- [ASSIGNMENT]
Could you please find each line in the records that contains the word "large" and copy it?

- [STUDY MATERIAL]
------------------------------------------------------------
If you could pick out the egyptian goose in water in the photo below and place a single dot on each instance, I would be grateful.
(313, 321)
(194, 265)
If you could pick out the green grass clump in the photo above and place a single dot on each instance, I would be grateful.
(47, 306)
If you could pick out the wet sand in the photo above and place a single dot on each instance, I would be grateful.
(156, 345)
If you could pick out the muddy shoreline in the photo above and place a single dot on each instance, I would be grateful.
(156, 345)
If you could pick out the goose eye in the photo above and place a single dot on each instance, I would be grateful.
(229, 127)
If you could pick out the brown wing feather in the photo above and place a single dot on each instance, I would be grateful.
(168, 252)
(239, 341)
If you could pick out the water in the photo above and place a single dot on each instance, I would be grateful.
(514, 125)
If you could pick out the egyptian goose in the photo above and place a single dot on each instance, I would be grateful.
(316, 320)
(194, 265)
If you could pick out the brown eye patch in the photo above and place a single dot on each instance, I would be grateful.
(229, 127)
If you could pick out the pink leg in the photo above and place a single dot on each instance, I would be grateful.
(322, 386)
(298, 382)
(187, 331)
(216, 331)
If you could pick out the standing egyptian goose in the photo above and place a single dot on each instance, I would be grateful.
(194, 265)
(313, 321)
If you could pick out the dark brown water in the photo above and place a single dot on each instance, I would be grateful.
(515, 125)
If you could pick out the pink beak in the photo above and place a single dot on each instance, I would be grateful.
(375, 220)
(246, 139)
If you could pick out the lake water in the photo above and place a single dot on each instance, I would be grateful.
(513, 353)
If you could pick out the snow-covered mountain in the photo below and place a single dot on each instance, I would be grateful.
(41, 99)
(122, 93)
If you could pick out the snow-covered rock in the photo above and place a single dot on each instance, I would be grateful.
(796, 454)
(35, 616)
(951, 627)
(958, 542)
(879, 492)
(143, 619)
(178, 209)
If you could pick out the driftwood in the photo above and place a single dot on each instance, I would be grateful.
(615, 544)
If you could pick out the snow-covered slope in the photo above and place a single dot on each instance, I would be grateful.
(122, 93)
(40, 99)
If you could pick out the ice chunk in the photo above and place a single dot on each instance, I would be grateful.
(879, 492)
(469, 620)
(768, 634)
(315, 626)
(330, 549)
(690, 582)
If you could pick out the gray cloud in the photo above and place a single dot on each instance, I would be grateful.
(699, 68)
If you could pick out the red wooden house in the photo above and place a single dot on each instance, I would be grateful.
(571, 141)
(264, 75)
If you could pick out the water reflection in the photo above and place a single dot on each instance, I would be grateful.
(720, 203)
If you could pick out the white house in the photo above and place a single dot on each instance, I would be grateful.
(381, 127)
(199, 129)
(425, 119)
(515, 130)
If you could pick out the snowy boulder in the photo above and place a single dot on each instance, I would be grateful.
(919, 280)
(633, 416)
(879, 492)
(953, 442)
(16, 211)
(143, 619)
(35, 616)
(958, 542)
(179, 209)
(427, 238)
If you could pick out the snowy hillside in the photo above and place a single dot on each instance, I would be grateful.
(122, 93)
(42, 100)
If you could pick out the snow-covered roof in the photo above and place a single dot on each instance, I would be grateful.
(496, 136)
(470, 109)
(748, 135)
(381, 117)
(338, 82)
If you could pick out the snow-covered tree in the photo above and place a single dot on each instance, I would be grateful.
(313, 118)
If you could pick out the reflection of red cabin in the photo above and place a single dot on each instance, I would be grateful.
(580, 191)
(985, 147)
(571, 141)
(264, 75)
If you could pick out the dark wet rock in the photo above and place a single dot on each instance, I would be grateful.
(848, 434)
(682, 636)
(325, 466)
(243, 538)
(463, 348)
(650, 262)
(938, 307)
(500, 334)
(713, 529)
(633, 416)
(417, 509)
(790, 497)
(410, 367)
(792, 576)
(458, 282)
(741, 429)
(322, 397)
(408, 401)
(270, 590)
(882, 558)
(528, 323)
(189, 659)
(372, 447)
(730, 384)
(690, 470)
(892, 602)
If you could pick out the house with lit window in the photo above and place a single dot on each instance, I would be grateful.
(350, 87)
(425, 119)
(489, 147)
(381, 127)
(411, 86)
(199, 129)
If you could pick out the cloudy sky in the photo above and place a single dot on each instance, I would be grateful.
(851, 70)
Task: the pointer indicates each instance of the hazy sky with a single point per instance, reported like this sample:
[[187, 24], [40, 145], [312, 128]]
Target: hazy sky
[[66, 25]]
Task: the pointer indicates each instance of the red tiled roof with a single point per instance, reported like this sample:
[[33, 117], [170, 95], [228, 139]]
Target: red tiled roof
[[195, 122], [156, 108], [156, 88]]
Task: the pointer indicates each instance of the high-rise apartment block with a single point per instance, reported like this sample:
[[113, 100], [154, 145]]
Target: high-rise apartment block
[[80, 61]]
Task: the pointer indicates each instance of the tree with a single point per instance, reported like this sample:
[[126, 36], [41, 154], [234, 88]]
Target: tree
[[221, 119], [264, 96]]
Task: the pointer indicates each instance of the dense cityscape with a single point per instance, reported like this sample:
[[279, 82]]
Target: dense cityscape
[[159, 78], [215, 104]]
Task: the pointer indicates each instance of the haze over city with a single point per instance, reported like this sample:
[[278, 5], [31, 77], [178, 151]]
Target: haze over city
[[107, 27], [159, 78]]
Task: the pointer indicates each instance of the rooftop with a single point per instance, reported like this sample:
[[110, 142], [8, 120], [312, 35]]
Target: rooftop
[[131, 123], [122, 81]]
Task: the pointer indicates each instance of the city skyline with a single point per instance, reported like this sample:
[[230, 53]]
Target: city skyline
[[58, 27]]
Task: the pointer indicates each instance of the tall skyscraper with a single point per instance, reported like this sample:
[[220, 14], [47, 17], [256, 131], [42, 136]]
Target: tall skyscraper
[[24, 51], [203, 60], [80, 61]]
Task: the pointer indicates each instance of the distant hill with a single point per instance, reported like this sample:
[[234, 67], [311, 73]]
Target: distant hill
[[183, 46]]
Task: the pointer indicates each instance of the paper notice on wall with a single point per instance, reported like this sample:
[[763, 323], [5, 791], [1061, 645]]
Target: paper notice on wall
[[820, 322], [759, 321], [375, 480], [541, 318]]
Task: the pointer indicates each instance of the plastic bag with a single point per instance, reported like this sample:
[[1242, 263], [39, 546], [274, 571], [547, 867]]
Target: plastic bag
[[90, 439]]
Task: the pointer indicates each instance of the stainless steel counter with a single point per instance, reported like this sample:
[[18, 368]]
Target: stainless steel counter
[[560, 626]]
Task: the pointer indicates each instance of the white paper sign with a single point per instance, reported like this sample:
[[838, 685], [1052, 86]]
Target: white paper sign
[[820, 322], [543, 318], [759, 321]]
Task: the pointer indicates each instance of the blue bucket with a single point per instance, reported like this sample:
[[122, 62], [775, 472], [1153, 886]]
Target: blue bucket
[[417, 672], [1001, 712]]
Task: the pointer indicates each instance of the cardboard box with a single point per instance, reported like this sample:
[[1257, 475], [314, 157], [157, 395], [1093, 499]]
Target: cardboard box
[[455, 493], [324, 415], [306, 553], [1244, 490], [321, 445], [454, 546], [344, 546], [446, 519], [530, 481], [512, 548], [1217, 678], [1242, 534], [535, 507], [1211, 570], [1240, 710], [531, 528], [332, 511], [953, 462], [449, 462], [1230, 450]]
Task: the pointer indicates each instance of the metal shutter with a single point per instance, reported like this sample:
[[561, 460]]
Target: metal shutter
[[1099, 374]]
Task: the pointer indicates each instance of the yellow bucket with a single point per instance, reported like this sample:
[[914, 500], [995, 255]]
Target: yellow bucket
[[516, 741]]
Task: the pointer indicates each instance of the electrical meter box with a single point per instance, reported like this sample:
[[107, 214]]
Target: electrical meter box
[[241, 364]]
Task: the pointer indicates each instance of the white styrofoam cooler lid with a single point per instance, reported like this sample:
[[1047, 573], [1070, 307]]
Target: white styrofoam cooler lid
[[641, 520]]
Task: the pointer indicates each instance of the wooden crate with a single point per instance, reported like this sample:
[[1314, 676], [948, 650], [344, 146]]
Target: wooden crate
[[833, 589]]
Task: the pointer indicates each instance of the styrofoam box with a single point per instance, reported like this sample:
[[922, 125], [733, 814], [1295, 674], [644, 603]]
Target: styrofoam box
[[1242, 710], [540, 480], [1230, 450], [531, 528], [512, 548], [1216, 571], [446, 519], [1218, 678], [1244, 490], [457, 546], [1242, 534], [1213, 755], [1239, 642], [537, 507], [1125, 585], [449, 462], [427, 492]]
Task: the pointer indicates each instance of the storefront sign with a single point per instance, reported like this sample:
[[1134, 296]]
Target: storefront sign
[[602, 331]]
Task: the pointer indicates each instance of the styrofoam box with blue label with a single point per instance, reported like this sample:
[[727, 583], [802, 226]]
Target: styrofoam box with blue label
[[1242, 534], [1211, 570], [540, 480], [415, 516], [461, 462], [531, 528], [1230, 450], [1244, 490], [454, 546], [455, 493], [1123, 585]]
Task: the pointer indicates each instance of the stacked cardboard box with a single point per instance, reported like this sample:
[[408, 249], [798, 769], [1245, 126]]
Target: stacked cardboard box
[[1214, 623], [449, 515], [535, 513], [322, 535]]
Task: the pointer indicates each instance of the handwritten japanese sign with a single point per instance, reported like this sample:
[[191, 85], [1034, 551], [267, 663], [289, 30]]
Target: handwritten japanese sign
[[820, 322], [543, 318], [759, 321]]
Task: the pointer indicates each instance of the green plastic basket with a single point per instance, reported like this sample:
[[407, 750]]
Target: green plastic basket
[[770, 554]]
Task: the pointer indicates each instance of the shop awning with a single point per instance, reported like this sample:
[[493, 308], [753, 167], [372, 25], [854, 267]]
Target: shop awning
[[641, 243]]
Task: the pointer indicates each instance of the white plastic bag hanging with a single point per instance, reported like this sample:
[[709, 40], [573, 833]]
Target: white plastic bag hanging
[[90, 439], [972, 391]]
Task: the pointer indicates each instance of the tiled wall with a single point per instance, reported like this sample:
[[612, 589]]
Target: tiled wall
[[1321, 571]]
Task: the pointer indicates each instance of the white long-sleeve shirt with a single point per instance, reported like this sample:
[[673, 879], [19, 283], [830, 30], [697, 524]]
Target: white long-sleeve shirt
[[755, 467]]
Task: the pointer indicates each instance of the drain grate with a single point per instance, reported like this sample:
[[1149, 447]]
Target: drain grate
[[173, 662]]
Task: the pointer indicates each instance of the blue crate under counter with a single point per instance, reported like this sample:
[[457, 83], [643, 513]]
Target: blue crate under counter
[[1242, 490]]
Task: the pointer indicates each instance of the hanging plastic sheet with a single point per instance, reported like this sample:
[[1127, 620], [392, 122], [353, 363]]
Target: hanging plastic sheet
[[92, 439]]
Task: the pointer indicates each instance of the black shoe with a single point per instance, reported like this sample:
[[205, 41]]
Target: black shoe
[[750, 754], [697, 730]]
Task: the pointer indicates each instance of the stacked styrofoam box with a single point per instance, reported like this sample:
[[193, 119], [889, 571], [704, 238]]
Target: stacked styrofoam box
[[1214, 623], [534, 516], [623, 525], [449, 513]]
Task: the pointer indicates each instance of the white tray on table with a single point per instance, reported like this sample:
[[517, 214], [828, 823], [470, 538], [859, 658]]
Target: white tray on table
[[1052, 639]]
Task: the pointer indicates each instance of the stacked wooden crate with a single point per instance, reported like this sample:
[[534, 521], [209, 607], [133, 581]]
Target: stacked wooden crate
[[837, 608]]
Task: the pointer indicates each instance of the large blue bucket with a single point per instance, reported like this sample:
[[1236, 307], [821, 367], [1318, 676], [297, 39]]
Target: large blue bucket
------------------------------------------------------------
- [OUTPUT OF THE EXERCISE]
Task: the pointer indicates each instance of the large blue bucket with a single point per instance, reported like this sample:
Target: large blue bucket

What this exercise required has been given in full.